## Directions
Reproduce the records word for word from their beginning through the line containing "box: [0, 97, 800, 443]", including both ends. Leave the pictures out of your answer.

## Data in this exercise
=== Begin Enclosure ===
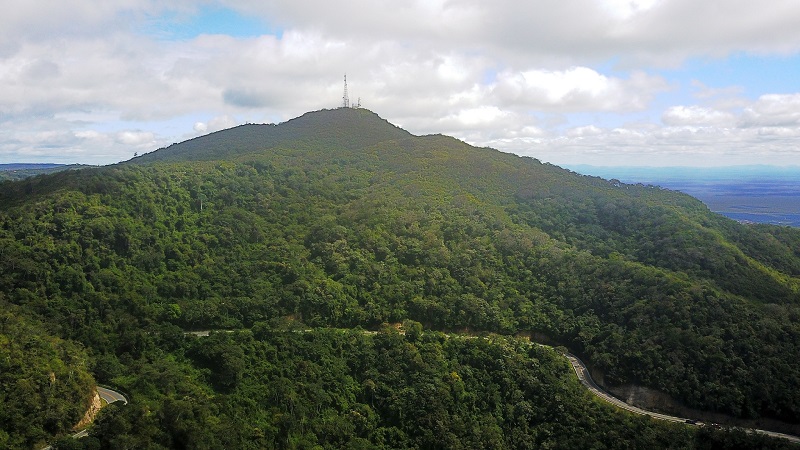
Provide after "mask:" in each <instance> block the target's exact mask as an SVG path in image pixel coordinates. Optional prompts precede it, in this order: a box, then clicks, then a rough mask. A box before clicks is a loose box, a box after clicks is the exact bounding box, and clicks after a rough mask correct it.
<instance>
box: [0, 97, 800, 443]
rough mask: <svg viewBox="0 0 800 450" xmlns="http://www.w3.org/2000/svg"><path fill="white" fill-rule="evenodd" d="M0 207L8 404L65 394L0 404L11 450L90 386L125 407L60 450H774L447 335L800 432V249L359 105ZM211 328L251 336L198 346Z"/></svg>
mask: <svg viewBox="0 0 800 450" xmlns="http://www.w3.org/2000/svg"><path fill="white" fill-rule="evenodd" d="M1 191H2V192H0V304H1V305H3V314H4V316H3V317H4V319H3V320H4V321H3V322H2V323H0V326H2V327H3V328H0V355H5V354H6V353H8V354H9V356H7V357H6V359H5V361H0V364H4V366H3V371H2V372H1V374H0V377H2V378H0V381H2V385H1V386H0V387H1V388H2V391H0V400H5V399H6V398H12V397H14V396H16V397H14V398H18V397H19V393H20V390H19V389H20V386H26V385H32V386H40V388H39V394H38V395H39V396H42V395H43V394H42V389H44V387H46V386H47V384H48V383H50V385H51V386H56V387H57V389H61V391H59V392H62V393H60V394H58V395H55V394H48V395H50V397H48V398H46V399H43V400H36V401H33V400H34V399H33V398H32V397H29V398H28V402H27V403H26V402H24V401H17V402H16V403H7V402H6V401H3V403H2V405H3V408H2V409H3V411H0V420H2V422H0V423H1V424H2V427H3V428H2V431H0V447H2V446H7V447H19V448H31V446H34V445H36V444H37V443H41V442H42V441H43V440H45V436H47V435H51V436H52V435H62V434H65V433H68V431H69V429H70V424H74V423H75V422H77V419H76V415H77V416H78V418H79V416H80V415H81V414H79V412H80V411H81V410H85V407H86V403H87V402H88V395H89V391H90V390H91V385H92V384H93V383H94V380H96V381H97V382H100V383H106V384H109V385H112V386H115V387H118V388H120V389H122V390H124V391H125V392H127V393H128V394H129V395H130V397H131V403H130V404H129V405H127V406H124V407H118V406H117V405H112V406H109V407H107V408H105V409H104V410H103V411H102V412H101V413H100V416H99V417H98V419H97V421H96V423H95V425H94V426H93V427H92V429H91V431H90V437H89V438H85V439H81V440H72V439H62V440H60V441H59V442H58V445H57V446H58V447H59V448H126V447H127V448H164V447H166V448H223V447H225V448H248V447H251V448H312V447H314V446H315V445H319V446H321V447H323V448H490V447H494V448H531V447H541V448H575V447H576V446H578V447H583V448H590V447H592V446H596V448H626V447H627V448H641V447H645V446H646V447H654V448H669V447H670V446H672V448H687V447H697V448H715V447H716V448H726V446H727V447H729V448H736V446H737V445H738V446H750V447H753V448H763V447H769V446H775V448H778V447H779V446H781V445H785V444H783V443H781V442H777V443H775V442H773V441H769V440H767V439H766V438H761V437H757V436H752V435H748V434H744V433H739V434H737V433H733V432H722V431H716V430H709V429H703V430H699V431H698V430H694V429H692V428H688V427H685V426H680V425H669V426H668V425H665V424H660V423H656V422H653V421H651V420H649V419H646V418H636V417H631V416H627V415H623V414H622V413H619V412H616V411H614V410H612V409H611V408H610V407H607V406H603V405H600V404H598V403H597V401H596V400H593V399H591V398H590V396H589V394H587V393H585V392H583V391H582V389H581V387H580V385H579V384H578V382H577V380H574V379H573V378H574V374H571V372H570V369H569V366H568V364H567V363H566V361H565V360H564V359H563V357H561V356H560V355H559V354H558V353H557V352H554V351H552V350H547V349H544V348H539V347H536V346H531V345H525V344H523V343H520V342H518V341H517V340H515V339H513V338H510V337H506V338H501V337H496V338H492V339H466V338H456V337H455V336H457V335H464V336H473V335H476V334H482V333H488V332H491V333H494V334H499V335H506V336H514V335H519V334H525V335H531V334H533V335H536V336H542V337H544V338H545V339H546V340H547V341H548V342H550V343H554V344H558V345H562V346H564V347H566V348H568V349H569V350H570V351H572V352H574V353H576V354H578V355H581V356H582V357H583V358H584V359H585V360H586V361H587V362H588V363H590V364H591V365H592V366H593V368H594V369H595V370H596V371H597V372H599V373H602V374H603V375H604V377H603V378H604V380H605V382H606V383H608V384H609V385H618V384H623V383H633V384H638V385H642V386H647V387H650V388H653V389H656V390H658V391H661V392H664V393H666V394H668V395H670V396H671V397H673V398H674V399H676V400H677V401H680V402H681V403H683V404H684V405H686V406H689V407H692V408H696V409H701V410H708V411H716V412H721V413H725V414H728V415H730V416H733V417H740V418H749V419H756V418H760V417H765V418H772V419H777V420H781V421H783V422H786V423H787V424H789V425H791V424H795V425H796V424H798V423H800V389H798V387H800V366H798V364H797V362H796V355H798V354H800V230H797V229H791V228H779V227H773V226H744V225H741V224H738V223H736V222H733V221H730V220H728V219H725V218H723V217H721V216H717V215H715V214H713V213H711V212H710V211H709V210H708V209H707V208H706V207H705V206H704V205H703V204H702V203H701V202H699V201H698V200H696V199H693V198H691V197H689V196H687V195H684V194H680V193H677V192H672V191H667V190H662V189H659V188H657V187H653V186H643V185H626V184H623V183H620V182H617V181H614V180H612V181H608V180H603V179H600V178H593V177H586V176H580V175H577V174H575V173H572V172H569V171H566V170H563V169H560V168H558V167H555V166H552V165H547V164H541V163H540V162H538V161H536V160H534V159H531V158H520V157H517V156H514V155H509V154H504V153H500V152H497V151H495V150H491V149H486V148H475V147H471V146H469V145H467V144H464V143H463V142H460V141H457V140H455V139H453V138H449V137H446V136H439V135H435V136H422V137H419V136H413V135H411V134H409V133H407V132H405V131H404V130H402V129H399V128H397V127H394V126H392V125H391V124H389V123H388V122H386V121H384V120H382V119H380V118H379V117H378V116H376V115H375V114H373V113H371V112H369V111H366V110H359V109H338V110H332V111H320V112H315V113H309V114H307V115H305V116H302V117H300V118H297V119H294V120H292V121H289V122H286V123H283V124H280V125H245V126H241V127H237V128H233V129H230V130H225V131H222V132H218V133H214V134H211V135H208V136H204V137H201V138H197V139H194V140H191V141H187V142H185V143H181V144H175V145H173V146H170V147H168V148H164V149H159V150H157V151H155V152H152V153H149V154H146V155H143V156H140V157H137V158H134V159H133V160H131V161H128V162H126V163H123V164H119V165H115V166H107V167H101V168H87V169H82V170H77V171H68V172H60V173H56V174H52V175H45V176H38V177H33V178H28V179H26V180H23V181H18V182H5V183H3V184H2V190H1ZM404 321H405V322H406V323H407V324H408V323H411V324H416V325H417V326H414V327H411V328H412V329H413V330H415V331H414V332H411V333H408V332H406V333H405V334H404V335H403V334H399V333H396V332H392V331H391V329H389V328H387V327H386V326H385V325H384V324H387V323H402V322H404ZM328 328H337V329H338V330H329V329H328ZM421 328H424V329H425V330H429V331H425V332H420V331H419V329H421ZM202 329H214V330H238V331H236V332H233V333H212V335H211V336H209V337H208V338H194V337H190V336H185V335H184V331H186V330H202ZM348 329H349V330H352V331H348ZM26 330H27V331H26ZM363 330H382V331H380V332H379V333H377V334H374V335H373V334H369V333H365V332H364V331H363ZM436 331H438V332H439V333H437V332H436ZM443 333H447V334H443ZM23 335H24V336H28V338H26V339H29V341H27V342H25V343H24V346H26V347H24V348H28V349H32V350H30V351H31V352H32V354H34V355H36V357H35V358H33V357H32V358H30V360H27V359H24V360H20V359H19V358H20V357H19V356H18V355H19V352H20V351H21V350H20V349H21V348H23V347H22V346H23V343H21V342H20V341H21V339H22V338H21V336H23ZM15 355H17V356H15ZM15 358H16V359H15ZM25 364H28V365H29V366H28V367H26V368H25V372H24V373H23V372H21V371H18V370H13V372H14V373H15V375H14V376H13V377H11V378H9V377H8V376H6V375H2V374H5V373H7V371H6V366H5V365H9V366H8V367H20V366H22V365H25ZM65 368H69V370H71V372H69V373H68V374H67V375H65V376H66V378H64V376H62V375H61V373H62V372H60V371H63V370H67V369H65ZM51 373H55V374H56V375H55V376H56V380H57V381H56V382H55V383H52V382H51V381H50V379H51V378H52V377H51V375H50V374H51ZM14 377H16V378H14ZM65 379H67V380H69V382H66V381H64V382H63V383H62V380H65ZM26 383H27V384H26ZM81 393H82V395H81ZM48 402H49V403H48ZM6 405H9V406H8V407H7V406H6ZM10 405H15V406H10ZM43 411H47V414H44V413H43ZM48 414H49V415H48ZM19 417H35V421H25V420H20V419H19ZM15 418H16V419H15ZM579 443H580V444H581V445H578V444H579Z"/></svg>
=== End Enclosure ===
## Completed task
Provide after "mask:" in each <instance> block the target's exact mask as an SVG path in image pixel coordinates. Optional prompts precede it, in this order: a box, then clicks, then a rough mask. A box before clicks is a loose box, a box after clicks is the exact bounding box, and clicks after a rough mask correct it.
<instance>
box: [0, 97, 800, 443]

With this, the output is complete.